_The request_
All of the records listed below should be retyped exactly.

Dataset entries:
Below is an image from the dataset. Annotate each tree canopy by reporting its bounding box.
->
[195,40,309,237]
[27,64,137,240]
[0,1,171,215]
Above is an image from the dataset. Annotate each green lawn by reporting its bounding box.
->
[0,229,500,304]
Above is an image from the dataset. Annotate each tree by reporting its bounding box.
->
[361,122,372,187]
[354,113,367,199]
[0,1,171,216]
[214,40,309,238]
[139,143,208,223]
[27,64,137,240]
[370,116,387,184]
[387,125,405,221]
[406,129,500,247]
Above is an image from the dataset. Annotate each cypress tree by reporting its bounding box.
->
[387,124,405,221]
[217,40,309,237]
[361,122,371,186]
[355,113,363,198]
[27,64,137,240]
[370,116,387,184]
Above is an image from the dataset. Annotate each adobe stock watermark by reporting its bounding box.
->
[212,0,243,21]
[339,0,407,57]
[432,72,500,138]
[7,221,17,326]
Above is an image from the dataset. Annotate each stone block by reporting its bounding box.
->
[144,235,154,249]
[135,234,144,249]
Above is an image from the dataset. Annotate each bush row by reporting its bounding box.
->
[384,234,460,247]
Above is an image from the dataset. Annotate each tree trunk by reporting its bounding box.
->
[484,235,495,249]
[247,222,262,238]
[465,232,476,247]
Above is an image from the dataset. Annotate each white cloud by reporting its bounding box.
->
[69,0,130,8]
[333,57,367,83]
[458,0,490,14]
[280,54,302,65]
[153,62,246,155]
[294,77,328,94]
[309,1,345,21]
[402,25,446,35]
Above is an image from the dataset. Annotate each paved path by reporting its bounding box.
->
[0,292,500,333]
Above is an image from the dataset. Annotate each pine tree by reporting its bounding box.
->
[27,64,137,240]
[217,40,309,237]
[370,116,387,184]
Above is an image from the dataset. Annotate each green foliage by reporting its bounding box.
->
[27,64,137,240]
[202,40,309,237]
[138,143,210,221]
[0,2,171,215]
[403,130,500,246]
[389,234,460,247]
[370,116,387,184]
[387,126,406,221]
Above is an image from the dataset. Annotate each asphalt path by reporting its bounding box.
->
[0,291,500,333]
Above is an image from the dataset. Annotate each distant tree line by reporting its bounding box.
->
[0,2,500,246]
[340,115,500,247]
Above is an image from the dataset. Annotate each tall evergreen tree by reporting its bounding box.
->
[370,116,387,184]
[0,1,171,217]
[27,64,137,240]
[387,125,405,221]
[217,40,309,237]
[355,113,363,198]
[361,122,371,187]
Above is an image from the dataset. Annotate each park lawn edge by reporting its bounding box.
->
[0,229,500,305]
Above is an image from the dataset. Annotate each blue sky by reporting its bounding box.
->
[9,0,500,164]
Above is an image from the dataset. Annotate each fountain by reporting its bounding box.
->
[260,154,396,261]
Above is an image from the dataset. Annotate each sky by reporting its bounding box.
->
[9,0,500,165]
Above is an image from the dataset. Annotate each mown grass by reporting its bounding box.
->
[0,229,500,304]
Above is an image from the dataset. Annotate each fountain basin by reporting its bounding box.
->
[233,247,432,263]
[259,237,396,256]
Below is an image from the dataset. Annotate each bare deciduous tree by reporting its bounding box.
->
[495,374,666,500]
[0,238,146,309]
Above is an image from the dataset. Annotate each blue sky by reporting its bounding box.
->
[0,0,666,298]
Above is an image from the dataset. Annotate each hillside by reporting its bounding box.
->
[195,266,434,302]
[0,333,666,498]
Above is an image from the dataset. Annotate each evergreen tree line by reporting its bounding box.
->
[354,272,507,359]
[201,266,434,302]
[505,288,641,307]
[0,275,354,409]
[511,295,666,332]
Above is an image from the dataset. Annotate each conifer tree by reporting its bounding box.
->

_Expected answer_
Below is an image from the dataset. Annotate each tree canopy by reporting its bounding box.
->
[195,40,309,237]
[27,64,137,240]
[0,1,171,215]
Above is an image from the dataset. Annotate each green lawn by reporting its bounding box.
->
[0,229,500,304]
Above is an image from the dataset. Annotate each tree by reporting its bounding box.
->
[361,122,372,187]
[354,113,367,199]
[0,1,171,216]
[214,40,309,238]
[139,143,208,223]
[27,64,137,240]
[370,116,387,184]
[387,125,405,221]
[406,129,500,247]
Above is an image from the dataset. Annotate each cypress tree by reporting its bounding box.
->
[387,124,405,221]
[217,40,309,237]
[361,122,371,186]
[355,113,363,198]
[27,64,137,240]
[370,116,387,184]
Above is an image from the dataset. Annotate each adobe stock watermark by reporting its bounding box.
->
[212,0,243,21]
[339,0,407,57]
[432,72,500,138]
[7,221,17,326]
Above is an image from the dataset. Annotate each stone block by reporting its bounding box.
->
[144,235,154,249]
[135,234,144,249]
Above is an image from the dataset. Annotate each bush row by reporting its bounding box.
->
[384,234,460,247]
Above is an image from the dataset. Annotate each tree trunk by reporting its bounding box.
->
[484,235,495,249]
[247,222,262,238]
[465,232,476,247]
Above is an image from the dataset. Annotate each white cloud by reporting its bounding box.
->
[69,0,130,8]
[333,57,367,83]
[458,0,490,14]
[280,54,302,65]
[153,62,246,155]
[294,77,328,94]
[309,1,345,21]
[402,25,446,35]
Above is an image from the dataset. Annotate each paved path by reporting its bounding box.
->
[0,292,500,333]
Above is an image from the dataset. Annotate each pine tree by reporting its bounding box.
->
[27,64,137,240]
[217,40,309,237]
[370,116,387,184]
Above is an image from the dataset. Annotate each green foliage by reporting its bounding box.
->
[27,64,137,240]
[202,40,309,237]
[138,143,210,221]
[0,2,171,215]
[403,130,500,246]
[389,234,460,247]
[370,116,387,184]
[387,126,406,221]
Above is an image from the dataset. Annotate each asphalt path by reporting its bounding box.
->
[0,291,500,333]
Above is an image from the dataset. Annotate each distant tree line by reporting its bounding box.
->
[0,2,500,246]
[340,115,500,247]
Above is an image from the dataset. Annotate each tall evergreen tree by reporting its bounding box.
->
[370,116,387,184]
[0,1,171,217]
[27,64,137,240]
[387,125,405,221]
[217,40,309,237]
[355,113,363,198]
[361,122,371,187]
Above is an image from the dataset. Annotate each park lawn edge by reporting its bounding box.
->
[0,229,500,305]
Above is an image from the dataset. Annotate each blue sky by reporting its bounding box.
->
[9,0,500,164]
Above is an image from the dataset. Annotate each fountain by reporting its bounding box.
->
[260,154,396,261]
Above is an image from the dataset. Annotate each sky by reporting its bounding box.
->
[9,0,500,165]
Above is an image from the dataset. Annotate each mown grass by reporting its bounding box.
->
[0,229,500,304]
Above is an image from the dataset. Annotate each fountain basin by reporting its bounding box.
->
[233,247,432,263]
[259,237,396,256]
Below is an image from the dataset. Annotate each bare deciduous tree by reporting its bounding box.
->
[495,374,666,500]
[0,238,146,309]
Above is an image from the dataset. Annotate each blue sky by reporting its bounding box.
->
[0,0,666,298]
Above is an image from the dataset. Annotate each hillside by reporting its bounding box.
->
[195,266,434,302]
[0,333,666,498]
Above is an image from the dataset. Annotate each evergreen tree line by reporting its bounding box.
->
[354,272,507,359]
[201,266,434,302]
[505,288,641,307]
[0,275,354,409]
[511,295,666,332]
Above is an image from the dataset. Annotate each conifer tree by reporting its bounding box.
->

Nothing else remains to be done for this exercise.